Hedefiniz »
Kurumlardaki dokümanlarla ilgili alıntıya göre şu soruları yanıtlayın:
(a) Bir kurumda en hızlı artan bileşen nedir?
(b) Araştırmalara göre iş dünyasının yüzde kaçlık bölümü hâlâ kağıt ortamda işliyor?
(c) İş süreçlerinde ne aynı kalıyor, ne değişiyor?

··· Alıntı

Kağıt veya dijital ortamda olmasından bağımsız, bir kurumda en hızlı artan bileşen dokümanlar. Bu artışın sonucunda bu dokümanların yararlanılabilir halde yönetilmesi gerekisinimi oluşuyor. Elektronik dünya giderek kurum bünyesine işliyor, artık formlar elektronik, işlemler elektronik, iletişim elektronik. Araştırmalar iş dünyasında sadece %20-30 luk bir bölümün halen kağıt ortamda işleyişine devam ettiğini ve bu ortamın yarattığı hız kaybını tolere etmeye çalıştığını gösteriyor. İş süreçleri aynı şekilde yürüyor, ancak araçlar değişiyor.

······
··· Kaynak veriler

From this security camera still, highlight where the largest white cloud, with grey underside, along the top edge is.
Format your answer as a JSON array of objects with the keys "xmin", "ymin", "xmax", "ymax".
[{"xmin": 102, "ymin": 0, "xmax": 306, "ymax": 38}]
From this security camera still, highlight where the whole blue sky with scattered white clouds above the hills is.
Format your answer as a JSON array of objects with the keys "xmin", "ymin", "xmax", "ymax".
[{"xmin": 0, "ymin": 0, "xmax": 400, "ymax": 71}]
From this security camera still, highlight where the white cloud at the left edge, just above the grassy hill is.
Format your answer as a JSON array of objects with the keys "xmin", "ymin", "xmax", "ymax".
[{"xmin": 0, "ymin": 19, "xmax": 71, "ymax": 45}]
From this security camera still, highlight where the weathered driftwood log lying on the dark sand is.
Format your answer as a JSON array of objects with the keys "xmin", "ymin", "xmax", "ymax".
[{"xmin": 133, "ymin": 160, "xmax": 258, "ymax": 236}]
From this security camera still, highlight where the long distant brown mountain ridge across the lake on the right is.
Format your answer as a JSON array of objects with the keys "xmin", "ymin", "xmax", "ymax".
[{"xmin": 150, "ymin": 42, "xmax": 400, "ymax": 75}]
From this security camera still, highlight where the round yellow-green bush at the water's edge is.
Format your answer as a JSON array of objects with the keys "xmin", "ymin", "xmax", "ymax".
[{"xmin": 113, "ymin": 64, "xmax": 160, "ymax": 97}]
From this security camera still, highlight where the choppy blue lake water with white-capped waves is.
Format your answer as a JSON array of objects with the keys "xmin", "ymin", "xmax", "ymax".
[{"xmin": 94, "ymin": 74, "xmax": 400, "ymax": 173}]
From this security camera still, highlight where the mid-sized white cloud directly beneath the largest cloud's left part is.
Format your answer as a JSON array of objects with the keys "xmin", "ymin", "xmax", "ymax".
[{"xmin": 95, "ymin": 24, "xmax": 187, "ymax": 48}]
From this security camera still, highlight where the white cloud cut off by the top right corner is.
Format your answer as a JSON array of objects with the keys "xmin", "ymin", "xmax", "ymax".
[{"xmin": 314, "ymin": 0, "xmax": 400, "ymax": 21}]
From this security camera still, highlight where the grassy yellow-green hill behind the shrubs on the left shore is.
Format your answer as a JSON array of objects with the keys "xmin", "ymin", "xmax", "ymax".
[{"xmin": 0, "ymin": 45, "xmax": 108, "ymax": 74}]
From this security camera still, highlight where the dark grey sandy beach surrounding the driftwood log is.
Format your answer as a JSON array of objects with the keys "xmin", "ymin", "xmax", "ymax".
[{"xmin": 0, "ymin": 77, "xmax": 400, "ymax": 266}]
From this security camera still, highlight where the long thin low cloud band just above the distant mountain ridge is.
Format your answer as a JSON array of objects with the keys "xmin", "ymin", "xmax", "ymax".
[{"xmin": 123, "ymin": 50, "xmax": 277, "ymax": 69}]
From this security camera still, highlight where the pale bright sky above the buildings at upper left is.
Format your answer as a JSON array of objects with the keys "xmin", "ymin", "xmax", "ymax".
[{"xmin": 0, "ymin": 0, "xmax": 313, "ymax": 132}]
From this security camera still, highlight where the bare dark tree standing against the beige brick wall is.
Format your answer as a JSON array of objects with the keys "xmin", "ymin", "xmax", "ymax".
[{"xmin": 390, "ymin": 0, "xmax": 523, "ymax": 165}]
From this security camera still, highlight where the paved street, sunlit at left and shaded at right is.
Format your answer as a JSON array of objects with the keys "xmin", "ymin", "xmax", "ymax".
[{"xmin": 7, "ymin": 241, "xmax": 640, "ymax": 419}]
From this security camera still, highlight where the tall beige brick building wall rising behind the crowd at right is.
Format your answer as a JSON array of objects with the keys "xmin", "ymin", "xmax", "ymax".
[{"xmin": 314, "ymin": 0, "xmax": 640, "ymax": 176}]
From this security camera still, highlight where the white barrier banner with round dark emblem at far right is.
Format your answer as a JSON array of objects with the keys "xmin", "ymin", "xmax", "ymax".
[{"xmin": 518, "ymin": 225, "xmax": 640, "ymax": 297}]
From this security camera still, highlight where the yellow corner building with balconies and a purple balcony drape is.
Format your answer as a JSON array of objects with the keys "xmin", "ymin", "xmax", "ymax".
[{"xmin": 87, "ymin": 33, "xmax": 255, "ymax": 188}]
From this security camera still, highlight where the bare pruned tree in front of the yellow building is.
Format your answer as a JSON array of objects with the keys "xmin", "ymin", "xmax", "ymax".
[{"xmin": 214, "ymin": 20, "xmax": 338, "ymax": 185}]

······
··· Kaynak veriler

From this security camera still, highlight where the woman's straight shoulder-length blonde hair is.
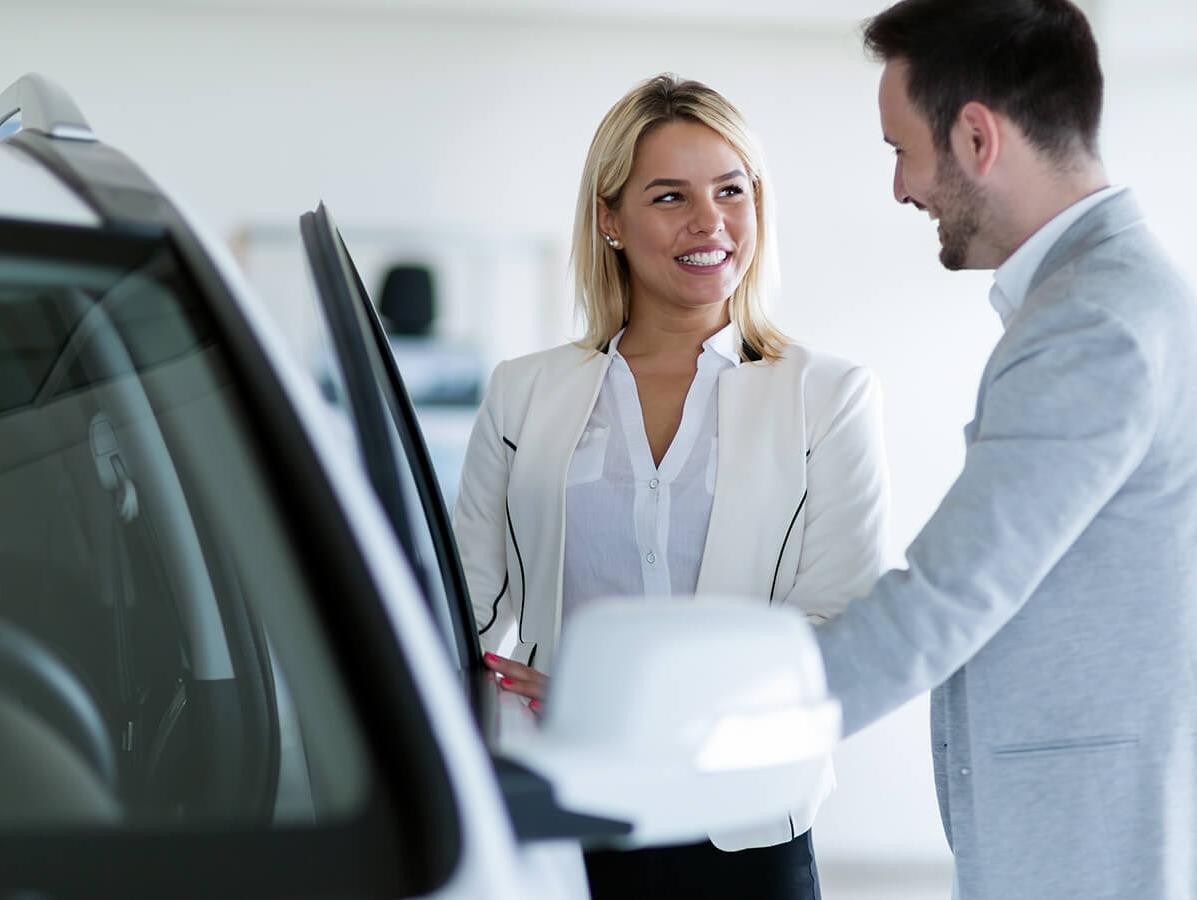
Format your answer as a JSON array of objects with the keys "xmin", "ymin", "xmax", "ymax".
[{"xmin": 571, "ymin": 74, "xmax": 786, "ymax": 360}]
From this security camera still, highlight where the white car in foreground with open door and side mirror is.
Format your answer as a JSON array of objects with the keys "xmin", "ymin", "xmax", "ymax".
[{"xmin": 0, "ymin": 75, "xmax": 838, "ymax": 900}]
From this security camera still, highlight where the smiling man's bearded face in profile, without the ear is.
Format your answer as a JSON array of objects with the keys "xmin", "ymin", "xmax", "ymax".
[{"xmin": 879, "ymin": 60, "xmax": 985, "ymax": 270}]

······

Cevap »
(a) Dokümanlar.
(b) %20-30'luk bir bölümü.
(c) İş süreçleri aynı şekilde yürüyor, ancak araçlar değişiyor.